> [SELECTED PASSAGE]:
--
2018 Beach Soccer Intercontinental Cup

Tournament details
- Host country: United Arab Emirates
- City: Dubai
- Dates: 6–10 November
- Teams: 8 (from 6 confederations)
- Venue: 1 (in 1 host city)

Final positions
- Champions: Iran (2nd title)
- Runners-up: Russia
- Third place: Brazil
- Fourth place: Egypt

Tournament statistics
- Matches played: 20
- Goals scored: 186 (9.3 per match)
- Top scorer: Fedor Zemskov (9 goals)
- Best player: Rodrigo
- Best goalkeeper: Hamid Behzadpour

= 2018 Beach Soccer Intercontinental Cup =

The 2018 Beach Soccer Intercontinental Cup, also known as the Huawei Beach Soccer Intercontinental Cup Dubai 2018 for sponsorship reasons, was the eighth edition of the Beach Soccer Intercontinental Cup, an annual international beach soccer tournament contested by men's national teams.

Held in Dubai, United Arab Emirates since its inception, this year's event occurred between 6 and 10 November. The tournament was organised by the Dubai Sports Council (DSC) and Beach Soccer Worldwide (BSWW).
--
> [ASSIGNED TASK 1]:
Rewrite the paragraph beginning "Held in Dubai" from the text on the 2018 Beach Soccer Intercontinental Cup as a short bulleted list that keeps its main facts.
> [ASSIGNED TASK 2]:
According to the text on the 2018 Beach Soccer Intercontinental Cup, who was named best goalkeeper?
> [ASSIGNED TASK 3]:
List every national team named in the final positions of the text on the 2018 Beach Soccer Intercontinental Cup.
The data after this point comes from a different source.
--
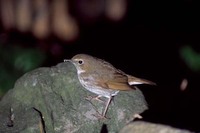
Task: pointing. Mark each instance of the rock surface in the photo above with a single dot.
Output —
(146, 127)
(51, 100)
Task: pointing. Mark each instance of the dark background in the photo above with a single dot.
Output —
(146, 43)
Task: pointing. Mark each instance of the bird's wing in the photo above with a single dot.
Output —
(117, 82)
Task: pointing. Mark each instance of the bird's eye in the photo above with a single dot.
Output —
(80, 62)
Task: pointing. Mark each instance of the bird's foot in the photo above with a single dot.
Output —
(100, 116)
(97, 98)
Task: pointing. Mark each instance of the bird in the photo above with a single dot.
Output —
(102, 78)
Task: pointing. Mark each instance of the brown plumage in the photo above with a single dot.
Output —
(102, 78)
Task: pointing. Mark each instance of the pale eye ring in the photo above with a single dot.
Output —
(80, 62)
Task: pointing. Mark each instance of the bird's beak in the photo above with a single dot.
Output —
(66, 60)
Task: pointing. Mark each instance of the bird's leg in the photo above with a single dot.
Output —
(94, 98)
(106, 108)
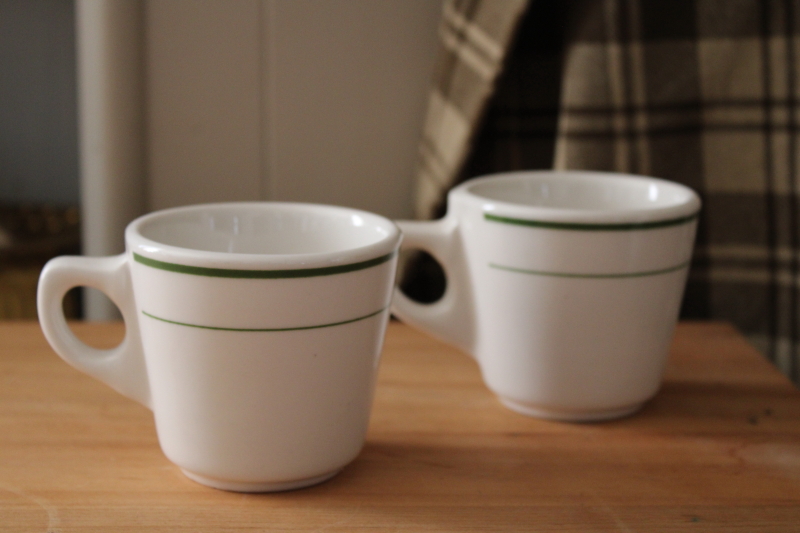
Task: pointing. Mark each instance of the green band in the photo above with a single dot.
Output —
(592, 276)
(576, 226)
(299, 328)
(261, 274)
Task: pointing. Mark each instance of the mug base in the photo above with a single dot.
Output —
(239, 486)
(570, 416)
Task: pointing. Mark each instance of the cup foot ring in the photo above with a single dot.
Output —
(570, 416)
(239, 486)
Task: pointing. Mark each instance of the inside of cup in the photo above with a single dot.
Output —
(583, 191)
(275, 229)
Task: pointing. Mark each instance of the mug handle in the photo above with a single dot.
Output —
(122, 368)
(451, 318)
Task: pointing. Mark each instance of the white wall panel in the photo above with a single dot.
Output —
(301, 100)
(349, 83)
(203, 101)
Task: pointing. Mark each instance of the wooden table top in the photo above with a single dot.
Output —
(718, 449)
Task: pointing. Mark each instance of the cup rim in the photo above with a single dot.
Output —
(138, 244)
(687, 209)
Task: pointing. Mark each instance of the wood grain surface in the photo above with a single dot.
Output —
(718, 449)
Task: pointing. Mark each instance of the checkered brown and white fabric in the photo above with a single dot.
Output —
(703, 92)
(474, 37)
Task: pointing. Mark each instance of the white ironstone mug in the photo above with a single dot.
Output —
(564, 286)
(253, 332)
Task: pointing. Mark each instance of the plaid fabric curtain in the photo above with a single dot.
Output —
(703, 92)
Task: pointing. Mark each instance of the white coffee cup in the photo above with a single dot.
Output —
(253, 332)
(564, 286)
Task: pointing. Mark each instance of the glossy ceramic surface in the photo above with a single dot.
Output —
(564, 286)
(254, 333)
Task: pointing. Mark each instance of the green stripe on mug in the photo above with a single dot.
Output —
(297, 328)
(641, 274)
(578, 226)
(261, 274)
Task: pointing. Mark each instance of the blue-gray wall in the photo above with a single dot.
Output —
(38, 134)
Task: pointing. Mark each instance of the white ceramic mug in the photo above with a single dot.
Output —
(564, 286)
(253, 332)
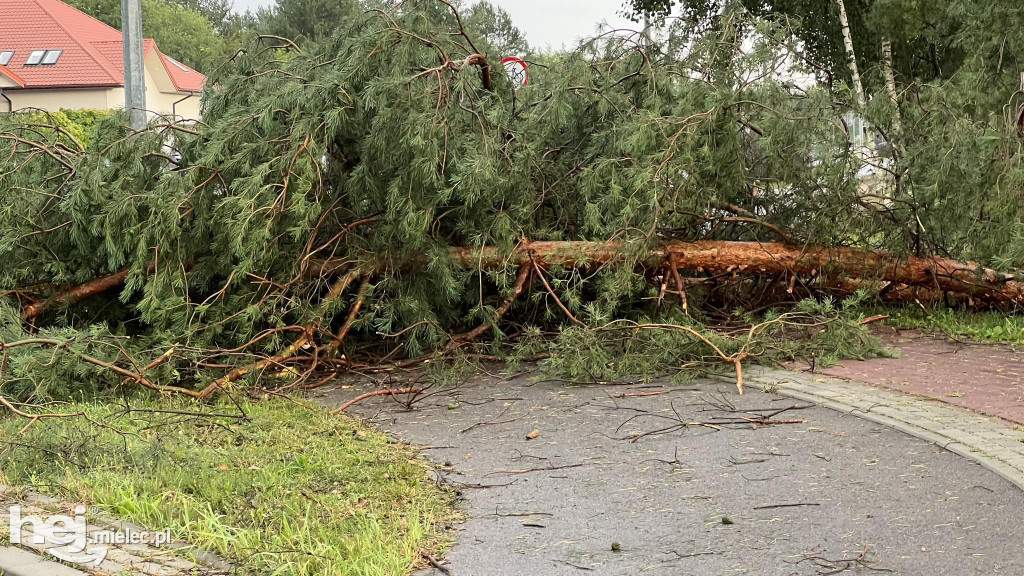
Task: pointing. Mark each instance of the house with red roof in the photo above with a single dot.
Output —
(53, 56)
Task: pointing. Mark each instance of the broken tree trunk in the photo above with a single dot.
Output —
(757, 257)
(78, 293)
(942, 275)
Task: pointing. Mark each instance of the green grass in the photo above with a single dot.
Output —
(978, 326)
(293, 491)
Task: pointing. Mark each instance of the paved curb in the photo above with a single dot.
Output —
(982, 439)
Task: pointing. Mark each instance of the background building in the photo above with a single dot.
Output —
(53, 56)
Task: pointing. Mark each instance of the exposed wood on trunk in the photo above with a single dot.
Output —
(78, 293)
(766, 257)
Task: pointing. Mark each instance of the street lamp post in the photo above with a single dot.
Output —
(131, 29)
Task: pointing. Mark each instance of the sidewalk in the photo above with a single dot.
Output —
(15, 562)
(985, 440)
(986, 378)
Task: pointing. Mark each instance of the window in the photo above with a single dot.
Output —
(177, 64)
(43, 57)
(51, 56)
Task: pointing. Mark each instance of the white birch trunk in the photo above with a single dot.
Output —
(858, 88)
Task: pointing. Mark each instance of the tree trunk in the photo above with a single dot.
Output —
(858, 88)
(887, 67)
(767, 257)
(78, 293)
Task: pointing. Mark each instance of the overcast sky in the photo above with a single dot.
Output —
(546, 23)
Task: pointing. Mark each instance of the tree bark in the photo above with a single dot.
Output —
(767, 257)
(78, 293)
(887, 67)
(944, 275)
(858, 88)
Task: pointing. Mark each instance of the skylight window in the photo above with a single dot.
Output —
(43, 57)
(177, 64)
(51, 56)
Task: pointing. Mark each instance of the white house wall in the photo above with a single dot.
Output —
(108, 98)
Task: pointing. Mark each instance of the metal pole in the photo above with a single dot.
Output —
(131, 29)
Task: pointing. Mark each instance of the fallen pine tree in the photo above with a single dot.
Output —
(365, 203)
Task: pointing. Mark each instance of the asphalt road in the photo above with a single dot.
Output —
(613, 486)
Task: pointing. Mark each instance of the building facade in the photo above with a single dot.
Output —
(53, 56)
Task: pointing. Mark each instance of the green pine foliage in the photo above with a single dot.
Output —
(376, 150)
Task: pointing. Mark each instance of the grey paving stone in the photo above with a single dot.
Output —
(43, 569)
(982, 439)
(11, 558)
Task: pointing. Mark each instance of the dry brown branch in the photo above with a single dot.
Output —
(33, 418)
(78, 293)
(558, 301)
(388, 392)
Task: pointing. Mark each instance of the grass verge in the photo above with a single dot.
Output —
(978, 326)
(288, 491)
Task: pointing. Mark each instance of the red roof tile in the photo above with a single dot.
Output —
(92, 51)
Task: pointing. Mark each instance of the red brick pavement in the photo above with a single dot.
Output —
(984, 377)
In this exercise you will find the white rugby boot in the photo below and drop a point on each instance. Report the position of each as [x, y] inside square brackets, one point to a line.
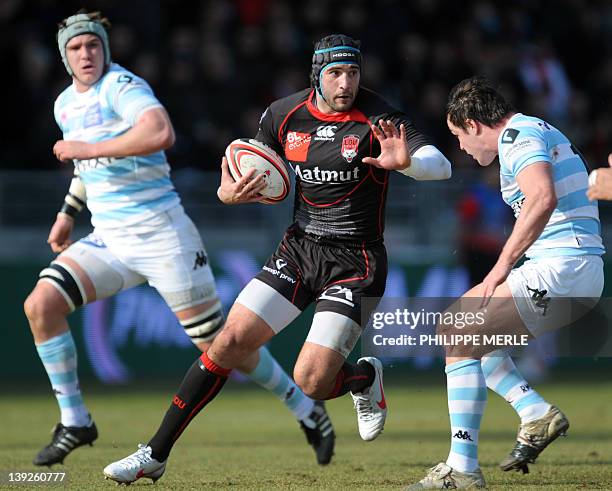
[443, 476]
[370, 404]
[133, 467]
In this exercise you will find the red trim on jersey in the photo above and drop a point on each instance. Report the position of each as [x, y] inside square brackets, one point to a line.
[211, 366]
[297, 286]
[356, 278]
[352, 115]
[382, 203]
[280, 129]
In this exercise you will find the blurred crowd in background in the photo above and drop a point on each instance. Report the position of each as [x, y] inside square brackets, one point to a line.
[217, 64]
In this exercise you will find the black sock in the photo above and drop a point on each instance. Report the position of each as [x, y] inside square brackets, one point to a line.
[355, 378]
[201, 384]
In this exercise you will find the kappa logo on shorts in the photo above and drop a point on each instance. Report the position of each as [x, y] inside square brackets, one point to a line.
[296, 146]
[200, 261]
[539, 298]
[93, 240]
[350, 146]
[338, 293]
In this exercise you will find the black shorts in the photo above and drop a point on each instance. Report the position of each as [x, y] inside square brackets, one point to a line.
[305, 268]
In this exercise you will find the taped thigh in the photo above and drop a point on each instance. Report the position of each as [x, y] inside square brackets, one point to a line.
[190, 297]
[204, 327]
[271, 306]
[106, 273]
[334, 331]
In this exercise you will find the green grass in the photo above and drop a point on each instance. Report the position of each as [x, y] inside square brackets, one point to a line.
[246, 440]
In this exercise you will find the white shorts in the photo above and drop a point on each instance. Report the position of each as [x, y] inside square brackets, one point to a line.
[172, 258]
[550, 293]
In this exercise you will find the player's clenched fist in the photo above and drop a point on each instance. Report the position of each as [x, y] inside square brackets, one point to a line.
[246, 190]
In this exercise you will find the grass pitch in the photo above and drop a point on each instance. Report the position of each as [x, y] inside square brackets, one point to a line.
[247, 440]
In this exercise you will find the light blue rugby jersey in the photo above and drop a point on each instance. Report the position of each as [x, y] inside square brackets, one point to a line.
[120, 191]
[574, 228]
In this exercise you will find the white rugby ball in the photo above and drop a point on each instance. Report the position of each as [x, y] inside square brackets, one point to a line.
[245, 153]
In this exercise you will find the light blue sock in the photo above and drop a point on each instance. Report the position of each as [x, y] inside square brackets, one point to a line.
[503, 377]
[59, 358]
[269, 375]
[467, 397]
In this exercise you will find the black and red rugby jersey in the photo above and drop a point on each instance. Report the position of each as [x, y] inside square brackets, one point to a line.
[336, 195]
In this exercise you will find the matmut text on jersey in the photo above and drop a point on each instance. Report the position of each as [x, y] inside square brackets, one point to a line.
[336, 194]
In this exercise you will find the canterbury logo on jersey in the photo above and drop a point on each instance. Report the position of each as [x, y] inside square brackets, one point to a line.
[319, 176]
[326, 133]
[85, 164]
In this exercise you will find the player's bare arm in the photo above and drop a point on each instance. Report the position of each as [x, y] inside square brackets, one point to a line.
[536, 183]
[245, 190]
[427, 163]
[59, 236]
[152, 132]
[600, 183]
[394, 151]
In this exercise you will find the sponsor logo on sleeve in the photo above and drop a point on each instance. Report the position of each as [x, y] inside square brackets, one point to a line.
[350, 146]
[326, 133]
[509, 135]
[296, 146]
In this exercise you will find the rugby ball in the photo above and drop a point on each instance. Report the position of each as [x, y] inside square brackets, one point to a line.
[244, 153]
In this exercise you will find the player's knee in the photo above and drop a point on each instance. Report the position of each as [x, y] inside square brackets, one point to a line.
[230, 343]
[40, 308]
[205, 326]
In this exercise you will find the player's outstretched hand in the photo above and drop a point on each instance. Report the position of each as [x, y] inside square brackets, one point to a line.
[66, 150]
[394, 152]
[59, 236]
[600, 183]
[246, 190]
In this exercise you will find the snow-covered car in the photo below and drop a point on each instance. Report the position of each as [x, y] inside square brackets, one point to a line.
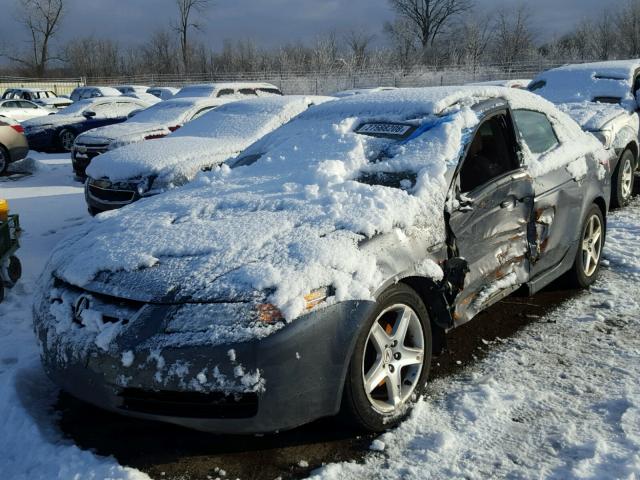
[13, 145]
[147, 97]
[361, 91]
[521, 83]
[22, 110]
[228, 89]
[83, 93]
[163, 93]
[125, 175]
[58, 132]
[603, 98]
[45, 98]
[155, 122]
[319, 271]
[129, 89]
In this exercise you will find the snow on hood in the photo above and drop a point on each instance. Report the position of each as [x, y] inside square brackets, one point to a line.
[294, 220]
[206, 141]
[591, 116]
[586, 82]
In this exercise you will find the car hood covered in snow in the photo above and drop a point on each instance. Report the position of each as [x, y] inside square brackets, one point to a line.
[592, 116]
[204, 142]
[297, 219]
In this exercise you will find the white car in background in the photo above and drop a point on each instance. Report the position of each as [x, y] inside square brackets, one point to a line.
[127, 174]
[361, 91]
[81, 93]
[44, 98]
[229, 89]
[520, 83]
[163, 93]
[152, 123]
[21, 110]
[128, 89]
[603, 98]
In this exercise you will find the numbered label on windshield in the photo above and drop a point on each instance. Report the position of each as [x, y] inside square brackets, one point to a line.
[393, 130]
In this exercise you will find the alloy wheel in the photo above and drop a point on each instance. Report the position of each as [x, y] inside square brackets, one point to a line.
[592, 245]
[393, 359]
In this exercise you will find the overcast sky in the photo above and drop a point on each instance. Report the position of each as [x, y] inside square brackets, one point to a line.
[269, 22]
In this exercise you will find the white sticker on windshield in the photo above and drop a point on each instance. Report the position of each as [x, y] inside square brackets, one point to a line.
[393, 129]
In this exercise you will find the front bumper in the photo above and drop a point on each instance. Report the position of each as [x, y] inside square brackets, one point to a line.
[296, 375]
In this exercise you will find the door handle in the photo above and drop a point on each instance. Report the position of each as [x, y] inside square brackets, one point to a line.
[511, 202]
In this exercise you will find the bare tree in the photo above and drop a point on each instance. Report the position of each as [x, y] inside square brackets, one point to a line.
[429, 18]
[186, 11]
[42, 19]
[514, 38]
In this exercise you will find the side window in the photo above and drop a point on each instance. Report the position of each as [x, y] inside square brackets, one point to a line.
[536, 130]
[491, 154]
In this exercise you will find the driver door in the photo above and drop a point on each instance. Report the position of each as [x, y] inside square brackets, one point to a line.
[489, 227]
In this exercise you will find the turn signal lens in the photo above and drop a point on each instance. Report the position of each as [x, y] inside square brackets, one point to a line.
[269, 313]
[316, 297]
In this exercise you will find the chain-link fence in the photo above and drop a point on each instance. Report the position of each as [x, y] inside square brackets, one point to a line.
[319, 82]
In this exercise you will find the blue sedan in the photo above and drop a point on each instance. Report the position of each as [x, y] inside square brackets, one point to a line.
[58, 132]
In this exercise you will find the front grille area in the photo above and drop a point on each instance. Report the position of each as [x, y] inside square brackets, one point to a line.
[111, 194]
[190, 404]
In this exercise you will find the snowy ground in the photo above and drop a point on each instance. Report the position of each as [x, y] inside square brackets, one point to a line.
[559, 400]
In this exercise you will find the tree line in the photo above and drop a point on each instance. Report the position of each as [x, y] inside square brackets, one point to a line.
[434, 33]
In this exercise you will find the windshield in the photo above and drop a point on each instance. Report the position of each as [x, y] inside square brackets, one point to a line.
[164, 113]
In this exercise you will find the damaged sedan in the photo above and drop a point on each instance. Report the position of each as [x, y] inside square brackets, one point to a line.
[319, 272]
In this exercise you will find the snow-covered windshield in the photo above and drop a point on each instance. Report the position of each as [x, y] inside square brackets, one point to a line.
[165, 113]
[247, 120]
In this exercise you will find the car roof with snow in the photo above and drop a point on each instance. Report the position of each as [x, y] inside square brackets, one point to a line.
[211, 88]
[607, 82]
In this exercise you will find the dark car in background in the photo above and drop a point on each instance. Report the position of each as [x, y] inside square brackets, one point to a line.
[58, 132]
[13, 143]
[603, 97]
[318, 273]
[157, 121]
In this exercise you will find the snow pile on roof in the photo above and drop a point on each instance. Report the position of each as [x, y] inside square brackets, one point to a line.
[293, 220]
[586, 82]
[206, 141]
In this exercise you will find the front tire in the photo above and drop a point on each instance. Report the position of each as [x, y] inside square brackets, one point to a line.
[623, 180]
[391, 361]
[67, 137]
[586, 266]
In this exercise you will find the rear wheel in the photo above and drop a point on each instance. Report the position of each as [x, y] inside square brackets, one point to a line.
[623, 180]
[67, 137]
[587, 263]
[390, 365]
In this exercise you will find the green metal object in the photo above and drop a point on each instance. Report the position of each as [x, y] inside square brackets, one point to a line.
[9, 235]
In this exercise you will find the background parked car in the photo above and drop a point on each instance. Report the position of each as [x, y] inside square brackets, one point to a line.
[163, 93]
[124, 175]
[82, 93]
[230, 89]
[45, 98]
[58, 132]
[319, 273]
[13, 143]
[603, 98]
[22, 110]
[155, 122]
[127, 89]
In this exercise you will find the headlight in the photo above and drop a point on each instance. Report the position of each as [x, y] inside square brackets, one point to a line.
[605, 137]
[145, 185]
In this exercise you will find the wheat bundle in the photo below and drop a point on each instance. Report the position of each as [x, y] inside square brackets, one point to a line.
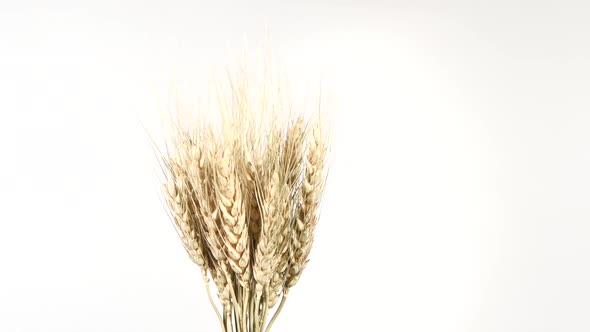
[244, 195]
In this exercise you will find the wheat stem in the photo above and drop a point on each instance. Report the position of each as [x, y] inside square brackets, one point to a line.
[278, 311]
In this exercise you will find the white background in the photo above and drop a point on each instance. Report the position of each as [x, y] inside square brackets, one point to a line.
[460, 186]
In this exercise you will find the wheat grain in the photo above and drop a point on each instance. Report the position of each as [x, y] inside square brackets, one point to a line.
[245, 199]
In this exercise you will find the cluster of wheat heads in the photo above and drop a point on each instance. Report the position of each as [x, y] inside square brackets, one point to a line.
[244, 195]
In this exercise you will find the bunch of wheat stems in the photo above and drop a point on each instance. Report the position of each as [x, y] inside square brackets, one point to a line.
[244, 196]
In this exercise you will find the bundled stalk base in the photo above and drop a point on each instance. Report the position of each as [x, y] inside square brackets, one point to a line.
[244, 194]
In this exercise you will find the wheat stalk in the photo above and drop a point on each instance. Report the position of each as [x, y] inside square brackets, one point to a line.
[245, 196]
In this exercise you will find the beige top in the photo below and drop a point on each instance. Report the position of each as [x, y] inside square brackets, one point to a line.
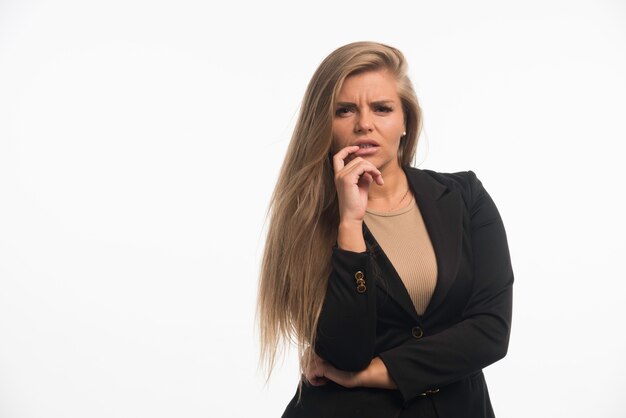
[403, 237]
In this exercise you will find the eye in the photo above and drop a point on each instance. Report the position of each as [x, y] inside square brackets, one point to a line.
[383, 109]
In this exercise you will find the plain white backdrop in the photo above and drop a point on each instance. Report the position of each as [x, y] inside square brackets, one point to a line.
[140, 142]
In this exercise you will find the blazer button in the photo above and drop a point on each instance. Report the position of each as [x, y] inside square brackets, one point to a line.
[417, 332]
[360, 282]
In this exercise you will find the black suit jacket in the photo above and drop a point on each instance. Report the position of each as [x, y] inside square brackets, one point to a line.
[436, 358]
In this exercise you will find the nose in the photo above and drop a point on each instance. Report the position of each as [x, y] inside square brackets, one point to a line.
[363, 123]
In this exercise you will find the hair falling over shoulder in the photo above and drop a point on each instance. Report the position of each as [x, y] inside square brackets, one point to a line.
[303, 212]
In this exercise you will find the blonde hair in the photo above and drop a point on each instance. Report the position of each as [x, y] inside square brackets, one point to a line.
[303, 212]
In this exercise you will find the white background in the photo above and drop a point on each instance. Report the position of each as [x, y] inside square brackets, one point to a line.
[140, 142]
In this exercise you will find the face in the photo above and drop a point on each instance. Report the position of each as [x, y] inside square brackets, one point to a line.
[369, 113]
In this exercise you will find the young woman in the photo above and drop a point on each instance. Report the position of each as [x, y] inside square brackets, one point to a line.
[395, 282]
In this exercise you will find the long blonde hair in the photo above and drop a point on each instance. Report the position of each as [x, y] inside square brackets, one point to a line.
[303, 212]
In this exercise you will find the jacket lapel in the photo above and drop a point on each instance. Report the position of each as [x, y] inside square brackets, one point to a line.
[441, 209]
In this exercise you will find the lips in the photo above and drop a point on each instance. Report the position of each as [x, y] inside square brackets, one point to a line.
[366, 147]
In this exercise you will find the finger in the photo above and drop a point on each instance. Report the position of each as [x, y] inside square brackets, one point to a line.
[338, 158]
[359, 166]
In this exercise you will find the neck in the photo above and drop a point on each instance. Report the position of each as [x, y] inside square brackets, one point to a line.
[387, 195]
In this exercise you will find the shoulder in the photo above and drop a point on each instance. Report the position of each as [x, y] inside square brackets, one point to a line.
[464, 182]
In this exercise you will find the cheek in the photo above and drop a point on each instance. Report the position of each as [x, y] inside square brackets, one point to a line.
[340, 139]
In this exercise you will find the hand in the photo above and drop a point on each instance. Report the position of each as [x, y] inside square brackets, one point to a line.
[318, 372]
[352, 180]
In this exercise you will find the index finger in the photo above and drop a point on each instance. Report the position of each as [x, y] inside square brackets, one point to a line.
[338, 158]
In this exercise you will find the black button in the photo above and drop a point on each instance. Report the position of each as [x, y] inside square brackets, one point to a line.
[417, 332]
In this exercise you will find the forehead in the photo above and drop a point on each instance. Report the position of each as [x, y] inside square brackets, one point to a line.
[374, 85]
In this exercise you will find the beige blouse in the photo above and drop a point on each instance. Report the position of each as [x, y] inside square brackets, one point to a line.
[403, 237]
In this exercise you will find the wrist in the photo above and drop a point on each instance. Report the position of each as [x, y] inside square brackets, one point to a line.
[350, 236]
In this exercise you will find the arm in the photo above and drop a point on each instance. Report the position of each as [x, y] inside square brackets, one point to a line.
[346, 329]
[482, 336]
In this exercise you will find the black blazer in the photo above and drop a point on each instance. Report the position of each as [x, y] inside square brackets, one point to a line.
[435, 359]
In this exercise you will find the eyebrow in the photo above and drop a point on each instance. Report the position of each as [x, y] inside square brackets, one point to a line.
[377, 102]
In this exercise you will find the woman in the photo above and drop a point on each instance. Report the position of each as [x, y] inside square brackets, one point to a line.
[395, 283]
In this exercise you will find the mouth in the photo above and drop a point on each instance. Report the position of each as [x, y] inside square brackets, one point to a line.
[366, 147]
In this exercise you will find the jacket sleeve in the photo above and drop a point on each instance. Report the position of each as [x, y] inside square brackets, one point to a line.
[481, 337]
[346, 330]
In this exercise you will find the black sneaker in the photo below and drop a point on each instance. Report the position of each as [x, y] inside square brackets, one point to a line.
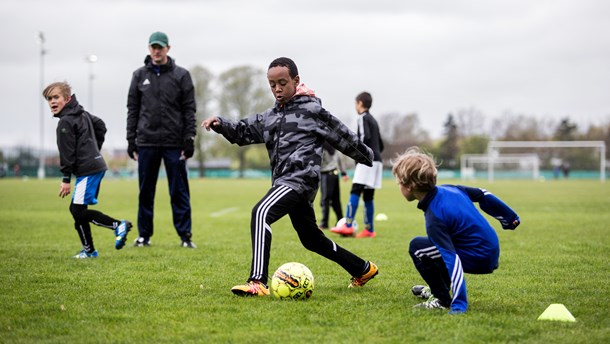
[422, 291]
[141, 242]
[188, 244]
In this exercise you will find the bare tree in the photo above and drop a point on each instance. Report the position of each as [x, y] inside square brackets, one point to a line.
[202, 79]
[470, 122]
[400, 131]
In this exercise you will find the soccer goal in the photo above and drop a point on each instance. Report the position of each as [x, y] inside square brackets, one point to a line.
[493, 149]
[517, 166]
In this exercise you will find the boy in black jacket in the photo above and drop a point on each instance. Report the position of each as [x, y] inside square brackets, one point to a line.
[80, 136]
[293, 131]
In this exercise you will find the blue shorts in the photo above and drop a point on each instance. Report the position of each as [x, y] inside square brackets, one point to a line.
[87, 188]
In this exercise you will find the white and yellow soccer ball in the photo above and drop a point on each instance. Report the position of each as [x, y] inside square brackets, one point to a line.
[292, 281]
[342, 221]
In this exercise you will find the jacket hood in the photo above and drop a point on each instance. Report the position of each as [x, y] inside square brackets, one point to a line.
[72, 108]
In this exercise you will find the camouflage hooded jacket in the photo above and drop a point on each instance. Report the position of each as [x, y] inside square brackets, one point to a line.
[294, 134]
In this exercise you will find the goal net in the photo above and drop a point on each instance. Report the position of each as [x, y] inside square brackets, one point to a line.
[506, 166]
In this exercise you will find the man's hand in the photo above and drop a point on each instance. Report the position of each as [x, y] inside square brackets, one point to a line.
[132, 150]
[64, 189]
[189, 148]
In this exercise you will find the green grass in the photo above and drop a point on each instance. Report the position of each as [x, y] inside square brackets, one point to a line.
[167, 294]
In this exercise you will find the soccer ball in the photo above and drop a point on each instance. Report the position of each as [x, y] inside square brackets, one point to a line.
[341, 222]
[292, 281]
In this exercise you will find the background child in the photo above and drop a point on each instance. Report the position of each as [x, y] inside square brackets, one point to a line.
--
> [OUTPUT 1]:
- Held in Dubai, United Arab Emirates, as every edition has been since the event began
- Took place from 6 to 10 November
- Organized by the Dubai Sports Council (DSC) and Beach Soccer Worldwide (BSWW)

> [OUTPUT 2]:
Hamid Behzadpour

> [OUTPUT 3]:
- Iran
- Russia
- Brazil
- Egypt